**Work request**
Nothing may be dropped or added when the entries below are copied.

Provided entries START

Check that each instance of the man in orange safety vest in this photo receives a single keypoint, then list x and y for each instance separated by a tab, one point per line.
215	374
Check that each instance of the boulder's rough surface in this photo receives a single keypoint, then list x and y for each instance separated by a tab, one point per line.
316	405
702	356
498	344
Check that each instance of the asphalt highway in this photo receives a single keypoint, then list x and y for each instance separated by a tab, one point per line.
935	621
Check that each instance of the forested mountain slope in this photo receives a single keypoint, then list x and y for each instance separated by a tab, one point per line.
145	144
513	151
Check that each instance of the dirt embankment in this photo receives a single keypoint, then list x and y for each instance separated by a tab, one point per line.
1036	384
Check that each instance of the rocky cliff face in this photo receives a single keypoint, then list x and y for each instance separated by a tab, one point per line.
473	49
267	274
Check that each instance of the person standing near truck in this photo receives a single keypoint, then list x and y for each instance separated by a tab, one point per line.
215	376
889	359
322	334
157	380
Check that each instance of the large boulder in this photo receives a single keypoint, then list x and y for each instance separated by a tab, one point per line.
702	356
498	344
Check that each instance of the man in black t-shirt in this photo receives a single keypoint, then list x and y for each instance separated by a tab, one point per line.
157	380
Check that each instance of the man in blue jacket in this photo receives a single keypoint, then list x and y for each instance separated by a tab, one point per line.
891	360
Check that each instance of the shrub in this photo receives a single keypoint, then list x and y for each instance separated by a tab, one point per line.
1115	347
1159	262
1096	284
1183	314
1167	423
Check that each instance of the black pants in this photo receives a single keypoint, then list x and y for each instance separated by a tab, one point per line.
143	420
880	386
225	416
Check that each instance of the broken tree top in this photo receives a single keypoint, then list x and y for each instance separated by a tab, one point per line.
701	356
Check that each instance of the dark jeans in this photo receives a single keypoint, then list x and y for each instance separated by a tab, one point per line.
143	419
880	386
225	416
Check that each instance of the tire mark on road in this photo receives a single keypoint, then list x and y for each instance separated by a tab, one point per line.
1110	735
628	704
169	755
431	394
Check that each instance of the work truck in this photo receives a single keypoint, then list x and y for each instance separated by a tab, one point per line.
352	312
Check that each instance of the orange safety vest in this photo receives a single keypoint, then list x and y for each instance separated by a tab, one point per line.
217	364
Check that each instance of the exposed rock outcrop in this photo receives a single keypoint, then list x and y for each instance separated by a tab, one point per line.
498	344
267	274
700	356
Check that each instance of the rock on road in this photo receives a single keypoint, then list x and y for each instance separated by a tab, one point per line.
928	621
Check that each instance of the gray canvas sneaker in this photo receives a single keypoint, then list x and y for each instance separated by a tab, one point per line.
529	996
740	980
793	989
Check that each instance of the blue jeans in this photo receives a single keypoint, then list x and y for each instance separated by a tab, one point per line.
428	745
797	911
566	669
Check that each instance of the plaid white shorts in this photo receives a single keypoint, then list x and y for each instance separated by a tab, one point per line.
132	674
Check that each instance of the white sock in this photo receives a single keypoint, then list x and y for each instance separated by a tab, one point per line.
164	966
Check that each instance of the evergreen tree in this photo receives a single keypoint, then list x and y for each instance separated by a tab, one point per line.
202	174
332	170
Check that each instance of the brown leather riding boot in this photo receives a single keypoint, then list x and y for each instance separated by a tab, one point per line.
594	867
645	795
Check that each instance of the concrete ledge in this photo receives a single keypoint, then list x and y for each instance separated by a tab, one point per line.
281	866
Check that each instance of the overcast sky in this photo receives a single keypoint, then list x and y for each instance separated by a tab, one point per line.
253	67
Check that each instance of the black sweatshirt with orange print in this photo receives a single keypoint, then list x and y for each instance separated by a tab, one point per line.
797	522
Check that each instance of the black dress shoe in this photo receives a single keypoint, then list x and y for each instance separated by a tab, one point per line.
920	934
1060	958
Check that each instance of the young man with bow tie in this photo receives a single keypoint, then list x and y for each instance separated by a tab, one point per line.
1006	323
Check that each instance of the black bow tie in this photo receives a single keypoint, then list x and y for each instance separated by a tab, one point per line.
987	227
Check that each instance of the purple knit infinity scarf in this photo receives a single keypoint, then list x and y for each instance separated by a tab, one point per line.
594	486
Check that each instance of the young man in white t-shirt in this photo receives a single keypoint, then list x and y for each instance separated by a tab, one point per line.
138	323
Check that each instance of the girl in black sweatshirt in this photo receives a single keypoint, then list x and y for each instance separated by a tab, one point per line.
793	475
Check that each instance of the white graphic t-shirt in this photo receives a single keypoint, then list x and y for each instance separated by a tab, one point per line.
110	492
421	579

Provided entries END

**Your response**
Check that each instance of the man in orange safety vest in this photo receives a single keypoint, then list x and y for each instance separated by a tab, one point per line.
215	374
Check that each instance of the boulder's rough surface in this photo receives a single keypoint, then list x and y for each instance separated by a tab, one point per line.
316	405
702	356
498	344
Check that each instance of the asphalt highway in this photo receives a single keypoint, then list x and y for each instance separated by a tab, one point per line.
935	621
Check that each instance of the forested mountain slope in this photo receives a single keypoint, then list x and y for each instance separated by a tab, one point per line.
145	144
513	151
Check that each instance of the dirt embankment in this photo receives a single keypoint, then list x and y for each instance separated by a tab, one point per line.
1036	384
Check that each instance of the rocky cliff face in this photo receives a single keypoint, then list x and y for each instance separated by a tab, one point per line.
473	49
267	274
Check that each instance of the person standing near truck in this photo receives a single keypoint, then list x and y for each instance separated by a tab, one point per line.
215	376
889	359
322	334
157	380
Check that each instance of the large boulder in this photo receives a single keypoint, then list x and y for each instance separated by a tab, one point per line.
702	356
498	344
Check that each instance of the man in black t-shirt in this photo receives a single keypoint, then list x and y for each instance separated by a tab, one point per line.
157	380
Check that each instance of the man in blue jacket in this photo receives a single keypoint, then list x and y for each instance separated by a tab, one point per line.
891	360
Check that each instance of the shrub in this photo receives a single keypoint, then list x and y for each instance separated by a tab, one point per line.
1115	347
1159	262
1096	284
1183	314
1167	423
Check that each instance of the black pants in this photo receives a single keypoint, then list x and y for each instance separated by a tab, one point per line.
143	420
880	386
225	416
Check that each instance of the broken tree top in this photo receives a single keypoint, then list x and y for each instance separated by a tab, one point per line.
701	356
Check that each instance of the dark jeans in this photo receives a single keypoint, then list x and y for each instance separated by a tab, one point per line.
143	419
880	386
225	416
Check that each instance of the tire mark on road in this photo receives a single keypoint, then list x and y for each instance separated by a tab, one point per line.
1110	735
628	704
169	755
431	394
Check that each instance of the work truck in this photo receives a single keypoint, then list x and y for each instance separated by a tab, one point per line.
352	312
Check that each instance of the orange safety vest in this photo receives a single keypoint, then list x and y for each instance separated by a tab, one point per line.
217	364
Check that each instance of the exposed rock outcrop in this photo receives a single keypoint, then list x and y for each instance separated by a tab, one point per line.
498	344
267	274
700	356
Check that each instance of the rock on road in this photo receives a single keypoint, then list x and y for each instance separated by a tab, one point per line.
928	621
Check that each instance of the gray canvas sneaker in this photo receives a single keypoint, then list x and y for each instance separated by a tab, one point per line.
529	996
740	980
793	989
Check that each instance of the blue jeans in this photo receives a single keypoint, then list x and y for each instance separated by a tab, one point per line.
428	745
797	911
566	669
Check that each instance of the plaid white shorts in this photo receives a single keypoint, then list x and y for each instance separated by a tab, one point per line.
132	674
Check that each instance of the white sock in this photo receives a single keypoint, then list x and y for each instance separated by a tab, one point per line.
164	966
Check that each instance of the evergreen tree in this photo receives a single keypoint, then list x and y for each instance separated by a tab, one point per line.
202	174
332	170
Check that each instance of the brown leather riding boot in this photo receives a single keypoint, then list x and y for each instance separated by a tab, one point per line.
594	867
645	795
Check that each instance of the concrete ledge in this photo receives a single keypoint, then list x and y for each instance separated by a tab, one point per line.
281	866
Check that each instance of the overcast sky in this photo receives a single keypoint, then list x and y for each instance separated by a tab, one point per line.
253	67
Check that each instance of the black sweatshirt with orange print in this photo receives a single keypoint, then list x and y for each instance separated by a tab, one point per line.
797	522
Check that each instance of the black dress shoe in this photo receives a single keypoint, then list x and y for each instance separated by a tab, one point per line.
920	934
1060	958
Check that each instance of the young man with bow tie in this photo receives a single keypoint, then list x and y for each instance separated by a tab, one point per line.
1006	323
Check that each instance of the black bow tie in this photo receives a single keypoint, then list x and y for each instance separated by a tab, one point per line.
987	227
Check that each instance of the purple knit infinity scarf in this photo receives a single keypoint, then list x and y for each instance separated by a tab, one point per line.
594	486
Check that each instance of the young man in white t-shirt in this photo receives a single keypoint, then list x and y for each instance separated by a tab, one point per line.
138	323
Check that each instance of the girl in black sweatshirt in this photo receives a single keypoint, then list x and y for each instance separated by a tab, one point per line.
793	475
Check that each instance of the white graphic t-shirt in this photo receives a single keypoint, then list x and y for each instance separated by a tab, one point per line.
110	492
421	579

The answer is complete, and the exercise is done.